* Begin Provided entries *

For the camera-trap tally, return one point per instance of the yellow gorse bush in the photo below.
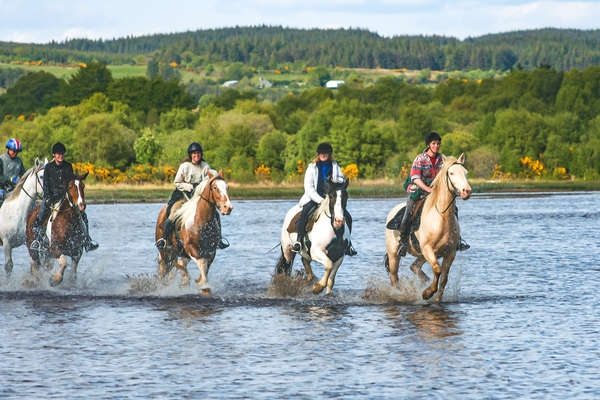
(140, 173)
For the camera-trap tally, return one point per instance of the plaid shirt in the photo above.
(424, 168)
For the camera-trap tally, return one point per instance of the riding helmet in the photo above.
(14, 144)
(431, 137)
(324, 148)
(59, 148)
(195, 146)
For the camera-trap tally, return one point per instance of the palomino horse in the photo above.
(197, 232)
(438, 234)
(329, 237)
(65, 231)
(13, 212)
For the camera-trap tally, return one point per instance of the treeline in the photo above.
(273, 46)
(542, 123)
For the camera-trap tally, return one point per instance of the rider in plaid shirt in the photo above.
(425, 168)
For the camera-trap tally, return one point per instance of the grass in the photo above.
(158, 193)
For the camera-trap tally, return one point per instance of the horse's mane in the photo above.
(15, 193)
(188, 209)
(436, 185)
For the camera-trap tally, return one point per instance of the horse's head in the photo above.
(219, 192)
(457, 178)
(75, 191)
(338, 198)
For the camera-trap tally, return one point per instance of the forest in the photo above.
(273, 46)
(543, 123)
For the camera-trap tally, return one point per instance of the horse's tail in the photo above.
(283, 266)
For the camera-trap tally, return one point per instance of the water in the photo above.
(520, 317)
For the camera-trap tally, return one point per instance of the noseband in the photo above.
(452, 190)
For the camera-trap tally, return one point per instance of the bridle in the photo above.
(452, 190)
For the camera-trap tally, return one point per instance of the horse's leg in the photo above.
(429, 255)
(392, 258)
(444, 276)
(318, 254)
(308, 269)
(57, 278)
(202, 281)
(181, 265)
(8, 258)
(331, 280)
(416, 269)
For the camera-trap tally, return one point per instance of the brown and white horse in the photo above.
(438, 234)
(197, 232)
(65, 232)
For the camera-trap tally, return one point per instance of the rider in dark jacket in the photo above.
(57, 175)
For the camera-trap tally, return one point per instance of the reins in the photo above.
(453, 190)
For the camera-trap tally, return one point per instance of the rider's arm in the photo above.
(310, 184)
(337, 175)
(180, 179)
(419, 182)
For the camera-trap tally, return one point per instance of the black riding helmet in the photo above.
(431, 137)
(59, 148)
(324, 148)
(195, 146)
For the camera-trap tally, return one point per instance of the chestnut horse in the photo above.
(329, 237)
(438, 234)
(197, 232)
(65, 231)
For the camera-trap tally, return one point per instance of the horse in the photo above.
(14, 210)
(65, 230)
(329, 237)
(197, 231)
(439, 232)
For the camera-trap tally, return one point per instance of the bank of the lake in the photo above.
(121, 193)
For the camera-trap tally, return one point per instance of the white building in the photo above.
(334, 84)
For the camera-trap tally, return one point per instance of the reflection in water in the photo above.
(190, 315)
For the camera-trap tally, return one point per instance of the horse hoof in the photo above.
(317, 288)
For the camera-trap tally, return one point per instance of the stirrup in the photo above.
(223, 243)
(462, 245)
(297, 247)
(91, 245)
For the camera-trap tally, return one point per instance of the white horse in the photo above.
(329, 238)
(438, 234)
(14, 210)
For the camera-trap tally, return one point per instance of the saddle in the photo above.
(415, 218)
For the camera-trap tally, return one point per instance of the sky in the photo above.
(42, 21)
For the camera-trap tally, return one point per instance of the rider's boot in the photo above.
(162, 242)
(462, 245)
(350, 250)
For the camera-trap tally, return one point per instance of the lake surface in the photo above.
(520, 317)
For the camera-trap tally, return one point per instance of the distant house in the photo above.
(334, 84)
(263, 83)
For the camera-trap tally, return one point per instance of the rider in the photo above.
(317, 172)
(424, 170)
(11, 167)
(190, 174)
(57, 175)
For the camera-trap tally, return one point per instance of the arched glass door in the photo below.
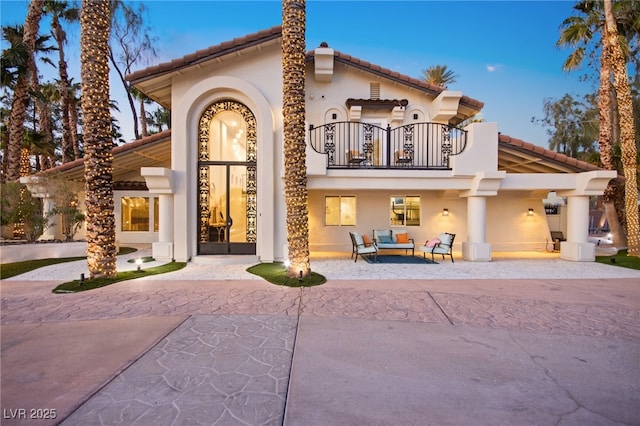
(227, 180)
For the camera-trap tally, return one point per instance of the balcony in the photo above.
(424, 146)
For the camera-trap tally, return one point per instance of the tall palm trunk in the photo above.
(606, 113)
(67, 145)
(627, 130)
(95, 25)
(21, 91)
(293, 109)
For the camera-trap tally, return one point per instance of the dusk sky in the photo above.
(503, 52)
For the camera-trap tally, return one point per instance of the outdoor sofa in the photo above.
(393, 239)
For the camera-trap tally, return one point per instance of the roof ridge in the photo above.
(540, 151)
(206, 53)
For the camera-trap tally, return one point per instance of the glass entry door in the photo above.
(229, 220)
(227, 180)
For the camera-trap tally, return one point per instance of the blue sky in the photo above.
(503, 52)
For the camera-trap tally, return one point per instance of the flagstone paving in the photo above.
(349, 352)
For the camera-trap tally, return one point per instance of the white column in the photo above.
(52, 231)
(476, 249)
(577, 247)
(160, 181)
(166, 218)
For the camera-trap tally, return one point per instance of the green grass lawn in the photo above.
(76, 286)
(621, 259)
(276, 273)
(8, 270)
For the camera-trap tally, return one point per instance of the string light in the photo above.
(293, 72)
(95, 24)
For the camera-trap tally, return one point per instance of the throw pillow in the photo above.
(402, 238)
(432, 242)
(385, 239)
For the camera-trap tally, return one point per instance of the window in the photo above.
(340, 211)
(135, 213)
(404, 211)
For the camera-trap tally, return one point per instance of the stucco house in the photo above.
(384, 150)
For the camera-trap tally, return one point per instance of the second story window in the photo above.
(404, 211)
(340, 210)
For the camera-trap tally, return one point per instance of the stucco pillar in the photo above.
(485, 184)
(476, 249)
(577, 247)
(160, 181)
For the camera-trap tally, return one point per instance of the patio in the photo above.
(340, 266)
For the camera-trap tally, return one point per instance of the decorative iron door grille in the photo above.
(227, 179)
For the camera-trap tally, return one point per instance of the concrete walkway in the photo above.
(379, 348)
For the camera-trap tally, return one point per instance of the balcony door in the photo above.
(227, 180)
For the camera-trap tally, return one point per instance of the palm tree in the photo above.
(61, 10)
(21, 89)
(627, 130)
(439, 75)
(95, 24)
(578, 32)
(293, 110)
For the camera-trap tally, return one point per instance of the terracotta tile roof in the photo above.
(432, 89)
(207, 54)
(118, 150)
(274, 33)
(546, 154)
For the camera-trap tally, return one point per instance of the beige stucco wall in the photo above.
(509, 227)
(255, 80)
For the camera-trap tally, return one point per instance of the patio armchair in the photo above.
(403, 157)
(442, 245)
(360, 247)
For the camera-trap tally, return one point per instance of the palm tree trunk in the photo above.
(143, 119)
(95, 25)
(21, 92)
(627, 131)
(67, 146)
(606, 113)
(293, 109)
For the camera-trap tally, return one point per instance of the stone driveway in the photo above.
(366, 351)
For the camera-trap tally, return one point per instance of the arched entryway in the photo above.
(227, 179)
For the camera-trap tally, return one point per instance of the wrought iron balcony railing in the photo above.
(415, 146)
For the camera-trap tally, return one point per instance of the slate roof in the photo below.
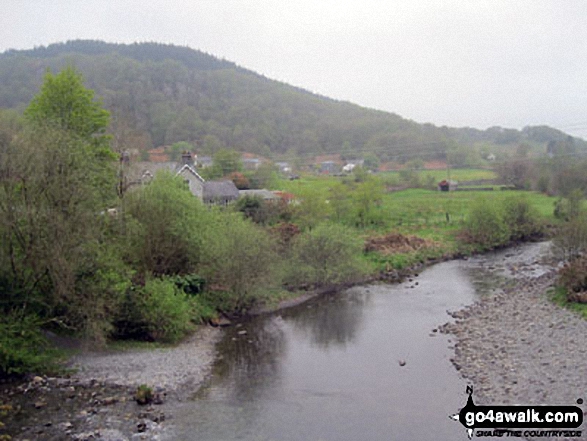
(263, 194)
(219, 190)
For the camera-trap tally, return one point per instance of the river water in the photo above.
(363, 364)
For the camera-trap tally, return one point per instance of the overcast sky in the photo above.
(456, 62)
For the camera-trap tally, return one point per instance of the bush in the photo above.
(330, 253)
(573, 277)
(571, 240)
(485, 225)
(23, 348)
(158, 311)
(240, 260)
(166, 227)
(521, 218)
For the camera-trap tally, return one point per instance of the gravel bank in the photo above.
(97, 402)
(517, 347)
(176, 369)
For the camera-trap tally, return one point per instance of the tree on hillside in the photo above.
(64, 103)
(59, 176)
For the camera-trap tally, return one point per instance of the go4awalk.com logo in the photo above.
(520, 421)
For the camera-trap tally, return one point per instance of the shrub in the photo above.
(521, 218)
(330, 253)
(157, 311)
(166, 227)
(240, 260)
(573, 277)
(571, 240)
(485, 225)
(23, 348)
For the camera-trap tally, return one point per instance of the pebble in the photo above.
(516, 338)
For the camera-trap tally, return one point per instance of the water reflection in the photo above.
(330, 369)
(334, 320)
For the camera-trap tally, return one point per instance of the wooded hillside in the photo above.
(161, 94)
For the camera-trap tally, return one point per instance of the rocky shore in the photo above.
(517, 347)
(98, 400)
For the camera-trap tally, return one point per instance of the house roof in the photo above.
(263, 194)
(186, 168)
(219, 190)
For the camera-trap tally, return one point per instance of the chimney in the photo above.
(186, 158)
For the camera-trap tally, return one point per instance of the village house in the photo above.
(329, 167)
(264, 194)
(447, 185)
(220, 192)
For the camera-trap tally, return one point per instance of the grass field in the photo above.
(459, 174)
(423, 212)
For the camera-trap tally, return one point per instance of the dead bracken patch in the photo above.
(394, 243)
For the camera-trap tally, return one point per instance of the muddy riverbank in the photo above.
(512, 344)
(516, 347)
(97, 401)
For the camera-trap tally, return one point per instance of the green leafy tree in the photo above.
(330, 253)
(165, 227)
(65, 103)
(178, 148)
(55, 258)
(226, 162)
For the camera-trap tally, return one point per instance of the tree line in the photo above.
(161, 94)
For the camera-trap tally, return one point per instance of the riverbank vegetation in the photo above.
(81, 255)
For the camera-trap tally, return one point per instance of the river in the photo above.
(363, 364)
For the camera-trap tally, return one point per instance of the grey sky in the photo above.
(460, 63)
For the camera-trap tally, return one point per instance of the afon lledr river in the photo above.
(363, 364)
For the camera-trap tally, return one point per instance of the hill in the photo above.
(161, 94)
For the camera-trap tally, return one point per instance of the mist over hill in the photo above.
(161, 94)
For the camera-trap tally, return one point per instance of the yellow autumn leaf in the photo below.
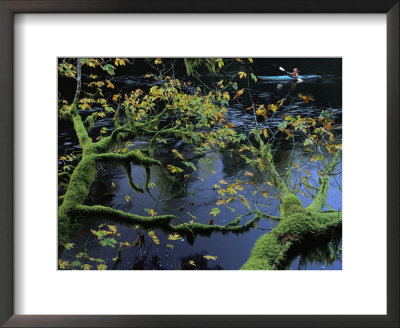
(63, 264)
(178, 154)
(119, 61)
(259, 112)
(174, 236)
(242, 74)
(210, 257)
(238, 93)
(220, 202)
(110, 85)
(297, 166)
(113, 229)
(273, 107)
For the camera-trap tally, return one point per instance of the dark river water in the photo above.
(232, 250)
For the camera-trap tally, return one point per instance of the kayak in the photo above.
(289, 78)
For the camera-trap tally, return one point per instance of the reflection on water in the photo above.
(198, 197)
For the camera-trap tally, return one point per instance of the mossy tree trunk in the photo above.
(297, 224)
(94, 153)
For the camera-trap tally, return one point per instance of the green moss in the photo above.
(269, 252)
(290, 204)
(90, 121)
(77, 191)
(84, 211)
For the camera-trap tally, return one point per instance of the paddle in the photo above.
(282, 69)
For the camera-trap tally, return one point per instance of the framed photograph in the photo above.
(203, 164)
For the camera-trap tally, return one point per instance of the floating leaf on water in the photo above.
(210, 257)
(102, 267)
(215, 211)
(154, 237)
(174, 236)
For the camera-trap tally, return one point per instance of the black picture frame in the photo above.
(10, 7)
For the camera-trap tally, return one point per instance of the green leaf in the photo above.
(109, 68)
(215, 211)
(69, 246)
(282, 125)
(108, 242)
(191, 165)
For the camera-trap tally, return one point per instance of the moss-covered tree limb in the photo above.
(297, 225)
(320, 199)
(190, 230)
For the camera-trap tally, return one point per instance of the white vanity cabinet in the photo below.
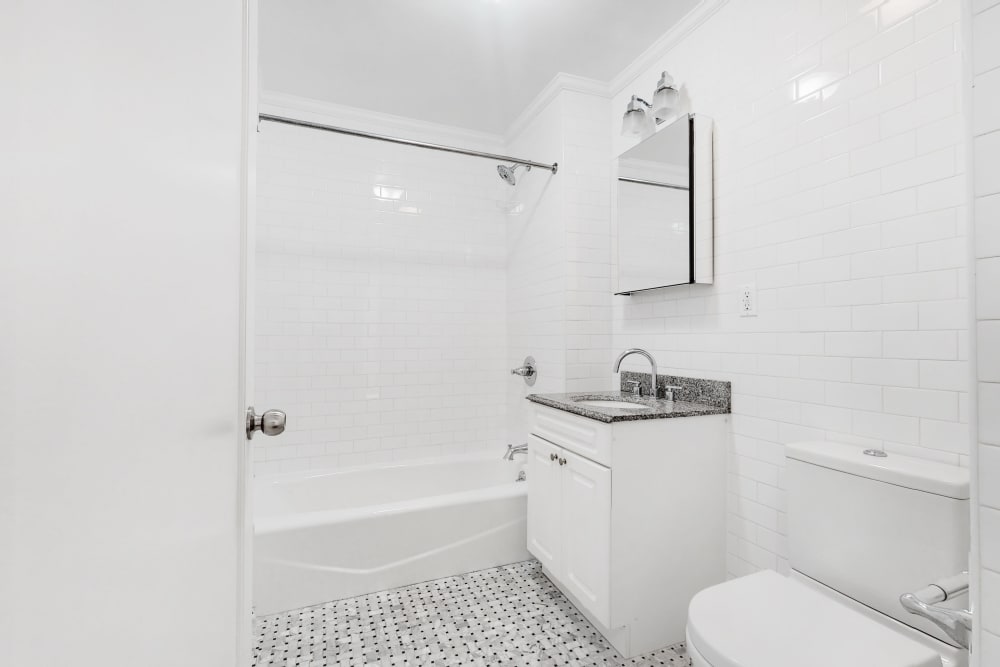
(628, 518)
(569, 527)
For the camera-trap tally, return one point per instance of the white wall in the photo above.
(986, 192)
(559, 260)
(381, 283)
(840, 194)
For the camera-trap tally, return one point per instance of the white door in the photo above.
(586, 521)
(121, 526)
(544, 503)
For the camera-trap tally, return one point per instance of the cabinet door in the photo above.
(586, 529)
(544, 503)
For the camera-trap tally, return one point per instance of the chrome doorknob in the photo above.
(272, 422)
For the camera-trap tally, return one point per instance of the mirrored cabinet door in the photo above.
(664, 211)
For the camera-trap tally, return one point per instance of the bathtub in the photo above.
(326, 535)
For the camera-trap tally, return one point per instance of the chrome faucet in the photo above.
(515, 449)
(652, 363)
(957, 623)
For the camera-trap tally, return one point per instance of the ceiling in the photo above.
(468, 63)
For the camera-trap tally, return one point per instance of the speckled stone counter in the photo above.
(695, 397)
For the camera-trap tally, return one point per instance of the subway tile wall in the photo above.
(381, 301)
(840, 195)
(559, 258)
(986, 203)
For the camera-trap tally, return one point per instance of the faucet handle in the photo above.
(668, 391)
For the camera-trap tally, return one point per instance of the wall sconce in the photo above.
(639, 114)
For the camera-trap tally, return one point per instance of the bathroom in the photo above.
(331, 327)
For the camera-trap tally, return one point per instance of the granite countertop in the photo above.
(658, 407)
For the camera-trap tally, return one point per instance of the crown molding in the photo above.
(559, 83)
(319, 111)
(703, 11)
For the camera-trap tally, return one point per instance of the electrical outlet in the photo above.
(748, 300)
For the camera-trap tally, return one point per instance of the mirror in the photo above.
(665, 208)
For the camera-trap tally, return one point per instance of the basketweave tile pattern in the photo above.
(508, 615)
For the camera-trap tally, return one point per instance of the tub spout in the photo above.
(515, 449)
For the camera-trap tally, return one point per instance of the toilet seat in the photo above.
(767, 620)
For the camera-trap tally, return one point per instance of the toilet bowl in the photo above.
(769, 620)
(854, 546)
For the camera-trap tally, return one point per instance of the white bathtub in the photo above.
(327, 535)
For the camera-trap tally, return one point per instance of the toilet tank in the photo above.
(874, 528)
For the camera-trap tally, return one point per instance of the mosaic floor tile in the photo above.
(509, 615)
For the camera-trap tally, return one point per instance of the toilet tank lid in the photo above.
(913, 473)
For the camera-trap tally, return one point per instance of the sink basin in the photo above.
(601, 403)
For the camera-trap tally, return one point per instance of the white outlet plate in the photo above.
(748, 300)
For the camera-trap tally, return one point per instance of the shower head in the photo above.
(507, 173)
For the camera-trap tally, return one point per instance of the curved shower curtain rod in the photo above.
(554, 167)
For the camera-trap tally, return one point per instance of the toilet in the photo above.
(862, 530)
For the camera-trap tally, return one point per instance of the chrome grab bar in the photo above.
(956, 623)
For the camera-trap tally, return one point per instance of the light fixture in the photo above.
(640, 114)
(665, 98)
(636, 122)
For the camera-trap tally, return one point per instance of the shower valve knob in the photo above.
(271, 422)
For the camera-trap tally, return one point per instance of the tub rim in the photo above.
(299, 520)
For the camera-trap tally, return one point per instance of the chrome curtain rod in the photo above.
(554, 167)
(653, 183)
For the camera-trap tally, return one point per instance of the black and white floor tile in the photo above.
(509, 615)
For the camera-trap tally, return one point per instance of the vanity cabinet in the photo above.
(569, 525)
(628, 518)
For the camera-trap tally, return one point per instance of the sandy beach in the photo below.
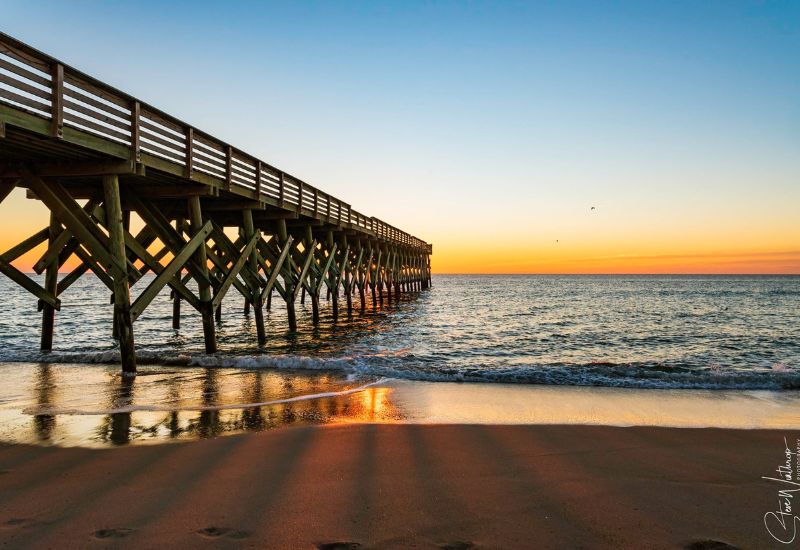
(400, 486)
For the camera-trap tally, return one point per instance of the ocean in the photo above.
(587, 336)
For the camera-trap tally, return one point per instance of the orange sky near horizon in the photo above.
(592, 250)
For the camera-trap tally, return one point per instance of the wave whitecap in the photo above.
(406, 366)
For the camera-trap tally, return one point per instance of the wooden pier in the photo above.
(94, 156)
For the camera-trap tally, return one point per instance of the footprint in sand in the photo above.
(18, 522)
(217, 532)
(709, 544)
(457, 545)
(116, 533)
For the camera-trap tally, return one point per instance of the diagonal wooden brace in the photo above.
(28, 284)
(169, 272)
(234, 271)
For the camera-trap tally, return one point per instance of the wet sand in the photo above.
(400, 486)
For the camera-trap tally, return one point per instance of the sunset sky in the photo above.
(487, 128)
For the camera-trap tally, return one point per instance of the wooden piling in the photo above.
(51, 286)
(206, 307)
(122, 297)
(291, 315)
(249, 231)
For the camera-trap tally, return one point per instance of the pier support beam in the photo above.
(119, 272)
(51, 286)
(249, 231)
(291, 315)
(206, 306)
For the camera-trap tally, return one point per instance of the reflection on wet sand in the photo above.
(204, 402)
(44, 423)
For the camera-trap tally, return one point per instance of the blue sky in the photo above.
(485, 122)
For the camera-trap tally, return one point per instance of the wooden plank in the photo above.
(136, 131)
(25, 87)
(26, 246)
(167, 273)
(24, 73)
(17, 98)
(117, 123)
(57, 102)
(104, 131)
(25, 282)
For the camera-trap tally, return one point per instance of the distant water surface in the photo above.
(677, 333)
(624, 331)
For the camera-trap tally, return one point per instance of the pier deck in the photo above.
(94, 156)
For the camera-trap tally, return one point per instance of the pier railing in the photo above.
(42, 86)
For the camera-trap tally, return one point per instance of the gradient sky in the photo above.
(486, 128)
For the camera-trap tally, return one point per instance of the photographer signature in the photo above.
(782, 524)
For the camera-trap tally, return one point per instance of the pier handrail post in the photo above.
(57, 102)
(136, 153)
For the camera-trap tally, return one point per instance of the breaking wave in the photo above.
(406, 366)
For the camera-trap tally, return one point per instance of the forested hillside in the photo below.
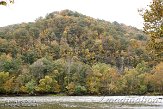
(67, 52)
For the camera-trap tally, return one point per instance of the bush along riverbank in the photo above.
(67, 52)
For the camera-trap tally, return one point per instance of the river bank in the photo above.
(75, 102)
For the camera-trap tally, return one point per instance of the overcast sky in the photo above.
(122, 11)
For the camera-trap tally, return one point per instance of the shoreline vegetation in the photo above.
(73, 54)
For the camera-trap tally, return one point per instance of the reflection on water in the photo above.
(110, 102)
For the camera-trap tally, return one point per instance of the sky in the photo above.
(122, 11)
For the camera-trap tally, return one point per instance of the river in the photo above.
(82, 102)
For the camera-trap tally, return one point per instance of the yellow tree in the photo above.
(5, 2)
(153, 26)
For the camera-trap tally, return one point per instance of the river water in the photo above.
(82, 102)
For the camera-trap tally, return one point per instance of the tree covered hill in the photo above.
(76, 54)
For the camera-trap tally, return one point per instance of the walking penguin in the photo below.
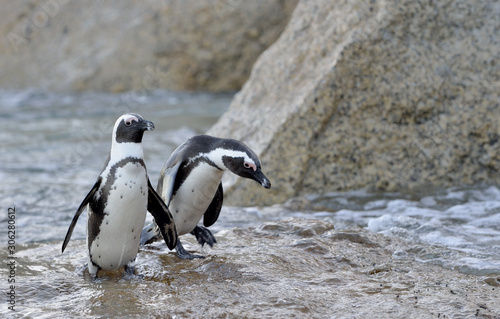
(118, 201)
(190, 184)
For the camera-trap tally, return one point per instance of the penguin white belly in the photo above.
(117, 243)
(194, 196)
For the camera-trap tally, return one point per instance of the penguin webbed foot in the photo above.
(184, 254)
(204, 236)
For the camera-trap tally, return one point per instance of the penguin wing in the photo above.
(167, 181)
(79, 211)
(162, 216)
(213, 210)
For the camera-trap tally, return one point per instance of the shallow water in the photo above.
(53, 147)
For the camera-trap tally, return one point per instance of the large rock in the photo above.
(385, 95)
(136, 45)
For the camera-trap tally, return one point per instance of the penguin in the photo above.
(118, 202)
(190, 184)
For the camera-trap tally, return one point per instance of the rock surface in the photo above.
(284, 269)
(136, 45)
(383, 95)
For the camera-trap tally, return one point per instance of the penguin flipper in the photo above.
(162, 216)
(167, 181)
(213, 210)
(79, 211)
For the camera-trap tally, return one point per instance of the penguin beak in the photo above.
(260, 178)
(147, 125)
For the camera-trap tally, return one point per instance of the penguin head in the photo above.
(129, 128)
(242, 161)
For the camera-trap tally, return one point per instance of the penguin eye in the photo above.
(249, 165)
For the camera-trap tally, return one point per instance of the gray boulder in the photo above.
(384, 95)
(136, 45)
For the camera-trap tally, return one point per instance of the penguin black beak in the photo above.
(260, 178)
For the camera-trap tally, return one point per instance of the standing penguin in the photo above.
(118, 202)
(190, 184)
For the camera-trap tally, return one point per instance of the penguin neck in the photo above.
(120, 151)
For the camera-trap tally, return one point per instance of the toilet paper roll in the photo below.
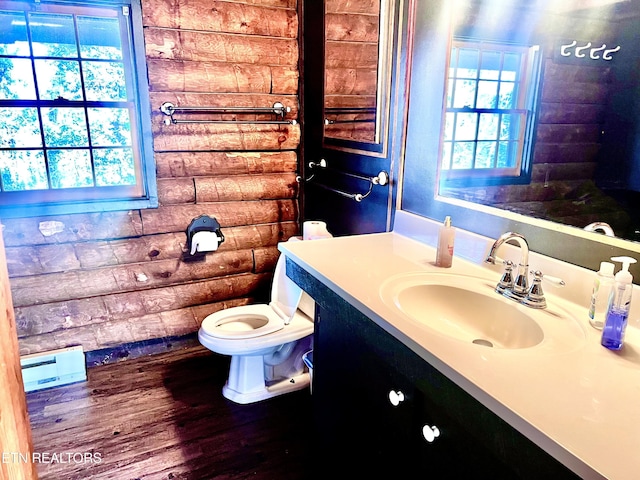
(314, 229)
(205, 242)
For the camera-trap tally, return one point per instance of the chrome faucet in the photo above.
(520, 286)
(518, 289)
(605, 227)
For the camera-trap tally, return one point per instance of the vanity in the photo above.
(395, 395)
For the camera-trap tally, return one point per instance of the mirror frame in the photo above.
(418, 192)
(379, 147)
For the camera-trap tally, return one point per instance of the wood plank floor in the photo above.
(163, 417)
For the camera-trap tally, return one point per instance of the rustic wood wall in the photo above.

* End Provided entries *

Short exercise: Each line from the one that contains "neck in the photo above." to the end of the listing must be quoted exactly; no other line and no picture belongs in the copy.

The response:
For the camera-trap tally, return one point per instance of the penguin neck in the photo above.
(120, 151)
For the camera-trap tally, return one point per instance of the toilet paper roll in the photo below.
(314, 229)
(205, 242)
For the camera-trap tally, return one point per instance of the chrome faucet in the photo above.
(520, 286)
(518, 289)
(605, 227)
For the camera-trap tally, return one point per instance of the vanity in the photo above.
(395, 395)
For the camera-trap tally, return one point per instance of the mirror frame in the photo above.
(418, 192)
(379, 147)
For the camera-trap tally, return one point per instance of the wood plank floor in the photo above.
(163, 417)
For the camera-trap tally, return one point per instance of the rustic wood wall in the photo above.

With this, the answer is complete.